===== Texte fourni =====
On l’avait déjà repérée, au loin. Ses petites ouvertures cachées dans son flanc nord. Des créneaux pour nous faire peur et une entrée réputée comme étant tout bonnement infranchissable. Les gars en rêvaient la nuit. Ou plutôt en cauchemardaient. Parfois, on entendait des bruits sourds à son abord. Puis des flash lumineux. Le reflet d’une attaque qui était en cours et qui ne pouvait être que… terrible. Et impossible d’espérer y aller en engin volant. Non ! Il fallait s’y rendre à pied, avec plusieurs troupes, pour espérer s’en emparer par la force. Manu Militari qu’on nous répète à longueur de journée. Alors imaginez la peur qui nous a assaillis quand on a appris que demain, ce serait à nous de nous y coller. Au péril de notre vie. Plus moyen de reculer. Cette forteresse serait nôtre, mort ou vif…
L’auteur Friedemann Friese n’en finit pas de nous étonner à chacun de ses nouveaux opus. Avec Forteresse, disponible en français chez EDGE, voilà un titre audacieux qui s’inscrit dans la gamme des jeux Fabulosa. Apprendre en jouant avec un unique deck de 90 cartes. Et rien de plus ! Vous y croyez ? On vous en parle…
Si le nom de l’auteur ne vous dit rien, son allure atypique a peut-être attiré votre attention. Des cheveux verts et une bonhommie plutôt assumée, l’allemand Friedemann Friese défrise l’univers du jeu ! On vous a déjà parlé de plusieurs de ses jeux, dont l’excellent « Vendredi » qui fait le plaisir de beaucoup de joueurs solo. Mais aussi, et pour ne citer que ces quelques exemples, « Fini » ou l’excellent « Fabulosa Fructus » que nous avions même élevé au rang de meilleur jeu de l’année 2017. Rien que cela, excusez du peu. Forteresse n’est pas une nouveauté puisqu’il a été édité en 2017, mais on ne pouvait pas ne pas vous en parler.
Surtout que Forteresse a été localisé en français par l’éditeur EDGE, qui a eu l’excellente idée de l’ajouter à son catalogue. Alors soyons honnêtes, les jeux de Friedemann Friese détonnent par leur caractère souvent très singulier. Parfois même austère, soit dans leurs visuels ou dans leur approche. On est fan ou on ne l’est pas ! Mais si on dépasse cette première approche qui manque parfois d’un côté sexy, on se retrouve presque toujours avec des mécanismes de jeu passionnants. Chez Jeudéclick, on adore !
===== Enregistrements fournis =====
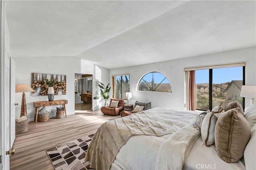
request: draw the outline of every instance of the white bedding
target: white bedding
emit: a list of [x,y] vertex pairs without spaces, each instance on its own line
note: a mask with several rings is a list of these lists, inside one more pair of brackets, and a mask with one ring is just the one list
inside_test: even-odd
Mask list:
[[[188,125],[200,114],[195,111],[178,111],[161,108],[145,111],[145,113],[173,134]],[[172,134],[160,137],[145,135],[132,137],[120,148],[114,163],[123,169],[155,169],[159,167],[156,162],[159,159],[158,154],[161,146]]]
[[[187,125],[200,113],[159,108],[146,111],[145,113],[167,129],[174,132]],[[156,114],[158,116],[160,115],[161,118],[155,116]],[[111,169],[156,169],[159,149],[171,135],[132,137],[120,149]],[[200,136],[196,140],[184,164],[185,169],[245,169],[241,161],[230,164],[223,161],[218,156],[214,145],[211,147],[206,146]],[[170,150],[166,148],[166,153]],[[166,158],[168,160],[167,156]]]

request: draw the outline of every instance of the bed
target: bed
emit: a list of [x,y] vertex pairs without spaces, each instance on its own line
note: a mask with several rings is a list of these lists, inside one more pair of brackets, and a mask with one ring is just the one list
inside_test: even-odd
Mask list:
[[[196,127],[201,125],[194,121],[200,113],[155,108],[107,122],[96,133],[86,160],[96,169],[246,169],[243,158],[227,163],[214,144],[205,146]],[[148,121],[140,122],[146,117]],[[156,132],[144,128],[154,123]],[[142,130],[131,132],[133,128]]]

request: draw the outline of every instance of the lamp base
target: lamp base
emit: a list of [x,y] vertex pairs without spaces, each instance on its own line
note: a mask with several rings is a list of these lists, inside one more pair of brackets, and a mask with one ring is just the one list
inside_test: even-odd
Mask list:
[[27,114],[27,106],[26,104],[26,96],[25,93],[22,93],[22,99],[21,101],[21,108],[20,110],[20,117]]

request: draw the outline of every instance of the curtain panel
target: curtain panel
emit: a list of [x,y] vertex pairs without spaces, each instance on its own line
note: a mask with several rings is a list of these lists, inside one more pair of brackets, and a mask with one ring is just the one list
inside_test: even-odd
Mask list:
[[196,110],[196,83],[195,82],[194,70],[185,72],[186,83],[186,108],[187,110]]

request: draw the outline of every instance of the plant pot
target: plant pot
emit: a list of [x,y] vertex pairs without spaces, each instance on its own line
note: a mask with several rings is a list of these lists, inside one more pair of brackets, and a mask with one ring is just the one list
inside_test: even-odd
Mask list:
[[54,98],[54,89],[53,87],[49,87],[48,88],[48,100],[49,101],[53,101]]

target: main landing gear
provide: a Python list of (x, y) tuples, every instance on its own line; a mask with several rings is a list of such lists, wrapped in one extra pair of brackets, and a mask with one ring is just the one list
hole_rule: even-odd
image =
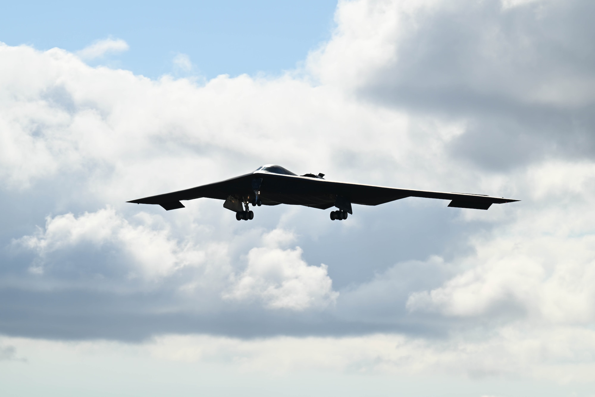
[(347, 213), (345, 211), (331, 211), (331, 221), (342, 221), (347, 219)]

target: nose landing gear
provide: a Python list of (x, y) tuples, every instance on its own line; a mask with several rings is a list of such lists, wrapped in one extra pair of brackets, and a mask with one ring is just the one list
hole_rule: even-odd
[[(260, 200), (258, 200), (260, 201)], [(250, 211), (248, 209), (248, 202), (245, 203), (246, 204), (246, 210), (245, 211), (239, 211), (236, 213), (236, 219), (238, 221), (248, 221), (250, 219), (254, 219), (254, 212)]]
[(240, 211), (236, 213), (236, 219), (238, 221), (249, 221), (254, 219), (254, 212), (253, 211)]
[(337, 221), (346, 219), (347, 215), (347, 213), (345, 211), (331, 211), (331, 221), (334, 221), (335, 219), (337, 219)]

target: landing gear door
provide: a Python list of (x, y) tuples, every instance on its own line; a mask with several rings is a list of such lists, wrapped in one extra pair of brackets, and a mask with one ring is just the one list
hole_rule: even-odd
[(223, 203), (223, 207), (231, 210), (234, 212), (241, 212), (244, 210), (242, 206), (242, 201), (232, 196), (229, 196)]
[(337, 196), (337, 199), (335, 200), (335, 207), (342, 211), (349, 212), (352, 215), (353, 215), (353, 211), (351, 210), (351, 201), (342, 196)]

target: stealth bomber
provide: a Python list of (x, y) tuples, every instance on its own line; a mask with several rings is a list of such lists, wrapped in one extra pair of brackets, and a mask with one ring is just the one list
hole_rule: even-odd
[(254, 218), (252, 206), (280, 204), (305, 206), (325, 210), (331, 220), (346, 219), (353, 214), (352, 204), (377, 206), (405, 197), (425, 197), (450, 200), (449, 207), (487, 210), (492, 204), (503, 204), (518, 200), (493, 197), (483, 194), (449, 193), (428, 190), (337, 182), (325, 179), (324, 174), (298, 175), (278, 165), (270, 164), (256, 170), (221, 182), (203, 185), (185, 190), (152, 196), (128, 201), (154, 204), (169, 211), (184, 208), (181, 201), (201, 197), (224, 200), (223, 206), (236, 213), (238, 221)]

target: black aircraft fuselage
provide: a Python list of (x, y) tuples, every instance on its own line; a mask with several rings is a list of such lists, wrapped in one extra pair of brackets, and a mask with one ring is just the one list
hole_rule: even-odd
[(268, 165), (255, 171), (221, 182), (165, 194), (133, 200), (129, 203), (157, 204), (167, 210), (183, 208), (180, 201), (201, 197), (225, 200), (223, 206), (236, 212), (236, 219), (251, 219), (252, 206), (279, 204), (306, 206), (320, 209), (336, 207), (331, 219), (347, 219), (352, 204), (376, 206), (409, 197), (450, 200), (449, 207), (487, 210), (492, 204), (519, 201), (482, 194), (414, 190), (327, 181), (324, 174), (298, 175), (278, 165)]

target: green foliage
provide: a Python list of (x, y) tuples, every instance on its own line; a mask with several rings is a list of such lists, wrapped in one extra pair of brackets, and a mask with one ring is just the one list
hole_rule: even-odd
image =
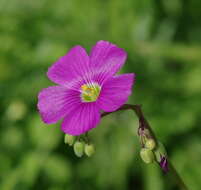
[(166, 145), (189, 189), (201, 186), (201, 1), (0, 0), (0, 189), (178, 189), (139, 156), (129, 111), (89, 133), (96, 153), (77, 158), (60, 123), (47, 126), (37, 94), (48, 67), (69, 48), (98, 40), (128, 52), (122, 72), (137, 74), (130, 103)]

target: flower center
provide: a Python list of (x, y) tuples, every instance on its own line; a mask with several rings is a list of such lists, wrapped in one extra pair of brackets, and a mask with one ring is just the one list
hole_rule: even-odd
[(83, 84), (81, 86), (81, 99), (83, 102), (95, 102), (100, 94), (101, 87), (97, 83)]

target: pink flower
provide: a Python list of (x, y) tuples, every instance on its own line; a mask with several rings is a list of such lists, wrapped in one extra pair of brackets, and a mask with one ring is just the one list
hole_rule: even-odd
[(38, 96), (42, 120), (62, 130), (80, 135), (100, 122), (100, 111), (112, 112), (122, 106), (132, 92), (134, 74), (115, 75), (124, 65), (126, 52), (107, 41), (99, 41), (88, 56), (81, 46), (73, 47), (47, 73), (58, 84), (43, 89)]

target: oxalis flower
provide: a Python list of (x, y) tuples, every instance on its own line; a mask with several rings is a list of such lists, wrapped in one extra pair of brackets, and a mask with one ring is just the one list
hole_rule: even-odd
[(58, 85), (39, 93), (42, 120), (51, 124), (64, 118), (62, 130), (70, 135), (95, 128), (101, 111), (117, 110), (132, 92), (134, 74), (115, 75), (126, 56), (107, 41), (97, 42), (89, 56), (81, 46), (73, 47), (48, 69), (48, 78)]

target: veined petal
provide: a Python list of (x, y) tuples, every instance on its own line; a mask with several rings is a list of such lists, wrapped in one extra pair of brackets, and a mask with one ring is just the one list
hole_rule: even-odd
[(63, 120), (62, 131), (70, 135), (80, 135), (95, 128), (100, 121), (99, 109), (95, 103), (83, 103)]
[(108, 79), (102, 86), (97, 104), (106, 112), (117, 110), (132, 92), (134, 74), (122, 74)]
[(107, 41), (99, 41), (91, 50), (90, 66), (98, 71), (99, 80), (105, 81), (119, 71), (126, 57), (123, 49)]
[(75, 46), (48, 69), (47, 75), (53, 82), (69, 87), (82, 76), (86, 78), (88, 72), (89, 56), (81, 46)]
[(38, 109), (45, 123), (55, 123), (79, 104), (79, 92), (62, 86), (43, 89), (38, 95)]

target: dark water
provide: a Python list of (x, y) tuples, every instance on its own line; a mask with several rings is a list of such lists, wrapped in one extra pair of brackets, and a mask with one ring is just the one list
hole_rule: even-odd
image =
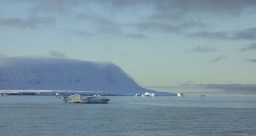
[(255, 97), (0, 97), (0, 135), (256, 135)]

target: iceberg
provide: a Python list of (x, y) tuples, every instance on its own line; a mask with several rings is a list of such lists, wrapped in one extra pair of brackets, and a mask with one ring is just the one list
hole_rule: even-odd
[(177, 96), (178, 96), (178, 97), (184, 96), (184, 94), (183, 94), (183, 93), (177, 93)]
[(56, 97), (58, 99), (63, 98), (63, 94), (61, 93), (56, 93)]
[(141, 97), (155, 97), (155, 94), (153, 93), (146, 92), (141, 95)]
[(98, 97), (86, 97), (80, 94), (74, 94), (62, 100), (67, 103), (108, 103), (110, 99)]

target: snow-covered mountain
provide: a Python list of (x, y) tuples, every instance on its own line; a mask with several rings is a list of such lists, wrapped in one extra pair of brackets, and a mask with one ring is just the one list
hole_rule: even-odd
[(0, 60), (0, 89), (58, 90), (157, 95), (172, 93), (142, 88), (117, 65), (47, 57), (8, 57)]

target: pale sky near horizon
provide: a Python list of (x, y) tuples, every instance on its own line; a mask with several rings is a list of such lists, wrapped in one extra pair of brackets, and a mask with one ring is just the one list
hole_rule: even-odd
[(3, 0), (0, 37), (0, 55), (110, 61), (150, 88), (256, 92), (255, 0)]

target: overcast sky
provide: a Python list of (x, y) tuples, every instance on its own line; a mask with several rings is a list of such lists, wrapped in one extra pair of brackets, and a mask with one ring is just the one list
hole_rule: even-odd
[(110, 61), (153, 89), (256, 92), (255, 0), (2, 0), (0, 37), (2, 56)]

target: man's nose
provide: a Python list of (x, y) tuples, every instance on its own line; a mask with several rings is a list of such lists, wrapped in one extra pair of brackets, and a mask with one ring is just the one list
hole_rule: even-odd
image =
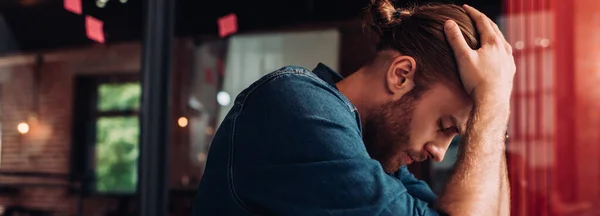
[(425, 150), (433, 157), (431, 158), (432, 160), (436, 162), (444, 160), (446, 151), (448, 151), (448, 147), (450, 146), (450, 143), (452, 143), (452, 138), (453, 137), (450, 137), (450, 139), (439, 140), (438, 142), (427, 143), (425, 145)]

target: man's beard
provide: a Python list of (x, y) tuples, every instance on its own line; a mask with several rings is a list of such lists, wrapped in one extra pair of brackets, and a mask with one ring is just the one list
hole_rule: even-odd
[(420, 158), (420, 153), (409, 149), (409, 133), (415, 104), (421, 93), (414, 89), (397, 101), (385, 103), (365, 122), (363, 140), (367, 152), (381, 163), (386, 173), (406, 165), (402, 164), (404, 153)]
=====
### Travail à faire
1/ D'après l'article sur le jeu Forteresse, combien de cartes compte l'unique deck du jeu ?
2/ Rédigez la suite de l'article sur le jeu Forteresse à partir de sa dernière phrase.
Les enregistrements ne servent à rien ici.

### Réponses
1/ Le deck compte 90 cartes.

2/
Deux à quatre joueurs, dès dix ans, pourront tenter de conquérir les forteresses. Le temps des parties est quant à lui plus que variable car vous pourrez vous arrêter quand bon vous semble. Comptez néanmoins une quinzaine de minutes pour une partie courte et plus d’une heure si vous vous prenez au jeu et que vous décidez de « vous manger tout le deck ».
D’ailleurs, en parlant de deck, les 90 cartes de la boîte sont les seuls et uniques composants du jeu. Il n’y a même pas de livret d’instruction car Forteresse vous est expliqué pas à pas lors de la pioche des premières cartes. Mais alors, de quoi est-il question ? Dans Forteresse, vous devrez conquérir des… ? Des… forteresses bien sûr ! C’était pourtant facile, faites un effort. Vous piocherez des cartes et en cumulant les valeurs et les effets, vous vous emparerez de ces monstres de béton. Bien entendu, pour peu que vous connaissiez un peu le caractère torturé de l’auteur du jeu, vous saurez pertinemment que ce ne se sera pas si simple.
Regardons cela d’un peu plus près…
Pas de forteresse, pas de forteresse (et pas de palais, pas de palais !)
A ce stade, on devrait vous expliquer la règle du jeu. Oui, mais voilà, comme on vous le disait, Forteresse ne dispose d’aucune règle « papier ». La règle vous est apprise au fur et à mesure de vos tours de jeux, grâce aux cartes piochées dans le deck. Ainsi, on ne désire par vous gâcher l’expérience de jeu en vous révélant tous les tenants et les aboutissants.
Sachez simplement que pour jouer à Forteresse, il vous suffit de placer le deck de cartes au centre de la table. Et c’est parti vous pourrez immédiatement y jouer. A la fin de la partie, le joueur qui dispose du plus grand nombre de forteresses l’emporte.
En piochant, vous découvrirez des cartes de forteresses ainsi que des cartes d’assaillants comportant différentes valeurs. C’est-à-dire des personnages que vous pourrez utiliser pour attaquer les forteresses mais aussi pour les défendre. A votre tour, soit vous piochez une carte du deck pour compléter votre main, soit vous utilisez des cartes d’assaillants que vous avez en main pour prendre une forteresse. Les forteresses peuvent être placées au centre de la table ou chez vos adversaires. Et pour conquérir une forteresse vous devez toujours avoir des cartes de plus haute valeur que celles qui défendent les lieux. Mais les cartes utilisées doivent toujours être du même type, peut importe leur nombre. Puis, les cartes utilisées pour l’assaut deviennent ensuite les cartes qui serviront en tant que défenseur de la forteresse.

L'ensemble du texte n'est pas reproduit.